* **WHAT IS NEEDED**: Rewrite the passage of the postpartum anxiety abstract starting at "Methods: This was" and ending at "at 4-52 weeks.", swapping "Toronto" for "Vancouver".

Background: Our objectives were to identify subtypes of Chinese-Canadian women with unique trajectories of anxiety symptomatology over the first postpartum year, investigate covariates associated with group membership, and determine if mental healthcare utilization varies by group membership.
Methods: This was a longitudinal cohort study of 570 Chinese immigrant and Canadian-born women in Toronto, Canada with live births in 2010-2014. Covariates were age, immigrant status, income, fatigue, social support, acculturative stress, and depression. Mental healthcare utilization included visits at 4-24 weeks postpartum. Anxiety symptomatology was measured using the State-Trait Anxiety Inventory-State. Growth mixture modeling was used to identify latent classes corresponding to trajectories of anxiety symptomology at 4-52 weeks.
Results: Three groups were identified: "consistently non-anxious" (74%, stable low levels of anxiety), "consistently anxious" (19.5%, clinically meaningful anxiety at baseline and across time), and "anxious-improving" (6.5%, high anxiety at baseline followed by decline). Compared to consistently non-anxious women, consistently anxious women were more likely to report baseline fatigue, depression, and acculturative stress; anxious-improving women were more likely to report baseline fatigue, depression, and history of depression before pregnancy. At 12-24 weeks, 13.8% of anxious-improving women sought mental healthcare compared to 8.6% of consistently-anxious women and 4.7% of non-anxious women (p = .06).
Limitations: Our sample comprised Chinese immigrant and Canadian-born women; results should be replicated in other groups.
Conclusions: We identified three subtypes of postpartum anxiety trajectories. These groups of women may respond differently to interventions due to exposure to various combinations of risk factors.
Keywords: Anxiety; Chinese; Postpartum; Risk factors.

* **SUPPLIED MATERIAL**:
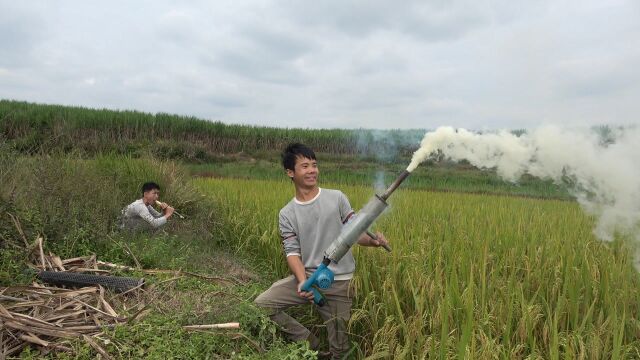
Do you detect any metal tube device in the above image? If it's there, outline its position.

* * *

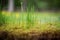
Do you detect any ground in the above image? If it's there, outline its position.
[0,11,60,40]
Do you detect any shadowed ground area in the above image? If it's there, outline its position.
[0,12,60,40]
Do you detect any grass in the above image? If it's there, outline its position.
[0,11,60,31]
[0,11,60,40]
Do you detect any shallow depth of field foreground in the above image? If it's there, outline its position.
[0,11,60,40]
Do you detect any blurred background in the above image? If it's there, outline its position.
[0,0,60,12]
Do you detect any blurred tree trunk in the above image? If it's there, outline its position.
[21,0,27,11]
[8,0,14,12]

* **OUTPUT FOR THIS TASK**:
Methods: This was a longitudinal cohort study of 570 Chinese immigrant and Canadian-born women in Vancouver, Canada with live births in 2010-2014. Covariates were age, immigrant status, income, fatigue, social support, acculturative stress, and depression. Mental healthcare utilization included visits at 4-24 weeks postpartum. Anxiety symptomatology was measured using the State-Trait Anxiety Inventory-State. Growth mixture modeling was used to identify latent classes corresponding to trajectories of anxiety symptomology at 4-52 weeks.